However, he pointed out that the Competition Commission found collusion in how prices were agreed on in 2004 and passed a ruling prohibiting any collective negotiation of prices.

“The commission was of the view that fee guidelines, including the scale of benefits, used by the Board of Healthcare Funders (BHF), the fee guideline of HASA and the SAMA Tariff Book respectively fixed the prices of medical aid reimbursements, hospitals and doctors.”

Motsoaledi also pointed out that the health department published regulations in December 2006 about the process of determining RPL for comment, but disagreements with the private healthcare sector’s submissions used incorrect cost data submitted by practitioners, including private hospitals unwilling to share detailed cost information.

He said that is why the department of health and the Competition Commission decided to set up a Health Market Inquiry to investigate price setting and competition in the private healthcare sector, which found that the private healthcare market is subject to distortions that adversely affect competition and is characterised by high and increasing expenditure.

■ Material provided:

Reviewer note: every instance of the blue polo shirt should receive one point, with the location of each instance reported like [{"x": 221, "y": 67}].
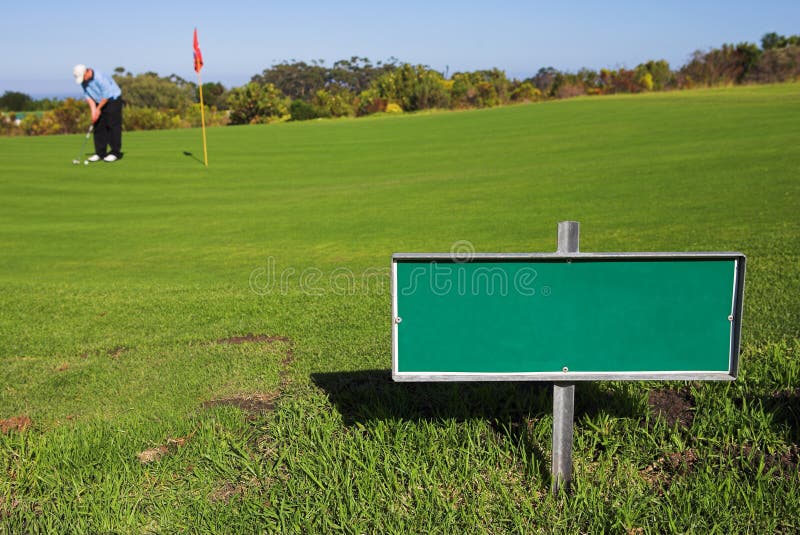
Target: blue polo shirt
[{"x": 100, "y": 87}]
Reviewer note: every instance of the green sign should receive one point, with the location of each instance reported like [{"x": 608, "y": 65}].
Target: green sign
[{"x": 567, "y": 317}]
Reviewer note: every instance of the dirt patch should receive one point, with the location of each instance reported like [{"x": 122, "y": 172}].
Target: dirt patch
[
  {"x": 116, "y": 352},
  {"x": 675, "y": 406},
  {"x": 151, "y": 455},
  {"x": 257, "y": 402},
  {"x": 15, "y": 423},
  {"x": 225, "y": 492},
  {"x": 783, "y": 464},
  {"x": 253, "y": 339},
  {"x": 252, "y": 404}
]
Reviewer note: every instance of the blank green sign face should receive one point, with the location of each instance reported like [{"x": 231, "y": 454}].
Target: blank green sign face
[{"x": 582, "y": 316}]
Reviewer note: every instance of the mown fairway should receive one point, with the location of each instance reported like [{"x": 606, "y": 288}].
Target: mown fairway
[{"x": 128, "y": 291}]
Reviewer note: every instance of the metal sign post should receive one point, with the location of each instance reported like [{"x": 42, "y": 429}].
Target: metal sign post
[
  {"x": 566, "y": 317},
  {"x": 564, "y": 392}
]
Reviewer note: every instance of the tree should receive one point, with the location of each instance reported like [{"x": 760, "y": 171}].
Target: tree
[
  {"x": 412, "y": 87},
  {"x": 661, "y": 76},
  {"x": 544, "y": 78},
  {"x": 16, "y": 101},
  {"x": 481, "y": 89},
  {"x": 297, "y": 80},
  {"x": 257, "y": 104}
]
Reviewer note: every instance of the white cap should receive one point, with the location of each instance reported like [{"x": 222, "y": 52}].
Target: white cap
[{"x": 78, "y": 71}]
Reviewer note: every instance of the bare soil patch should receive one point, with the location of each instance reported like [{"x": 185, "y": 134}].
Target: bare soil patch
[
  {"x": 253, "y": 404},
  {"x": 15, "y": 423},
  {"x": 151, "y": 455},
  {"x": 254, "y": 338},
  {"x": 675, "y": 406}
]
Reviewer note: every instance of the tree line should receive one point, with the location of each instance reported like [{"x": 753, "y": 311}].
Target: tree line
[{"x": 299, "y": 90}]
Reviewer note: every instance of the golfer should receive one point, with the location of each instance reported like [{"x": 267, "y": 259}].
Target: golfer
[{"x": 105, "y": 102}]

■ Problems to work on:
a: Decide whether each statement below agrees with the healthcare pricing passage, answering yes or no and quoting the words from it that settle the matter: (i) The Competition Commission found collusion in how prices were agreed on in 2004. (ii) The health department published regulations about determining RPL in December 2008. (iii) The Health Market Inquiry found the private healthcare market to be characterized by low and falling expenditure.
b: Carry on the healthcare pricing passage, picking up after its final sentence.

■ Results by task:
a:
(i) Yes: "the Competition Commission found collusion in how prices were agreed on in 2004"
(ii) No: "the health department published regulations in December 2006 about the process of determining RPL for comment"
(iii) No: "is characterised by high and increasing expenditure"

b:
ALSO READ: Smaller private hospitals granted permission to work together

Block exemption needed as NHI implementation will take longer

Pointing out that the phased-in implementation of National Health Insurance (NHI) will take longer, while the department needs an interim solution to relieve the financial pressure on people seeking healthcare, Motsoaledi recommended the establishment of a series of totally new entities to regulate the healthcare sector.

This includes a licensing establishment and a temporary stop-gap measure that will be progressively upgraded to the envisaged levels.

Although the Health Market Inquiry published its final report in September 2019, the government was criticised for not implementing the recommendations. Motsoaledi said on Monday that the implementation was constrained by the Covid-19 epidemic and budget shortfalls.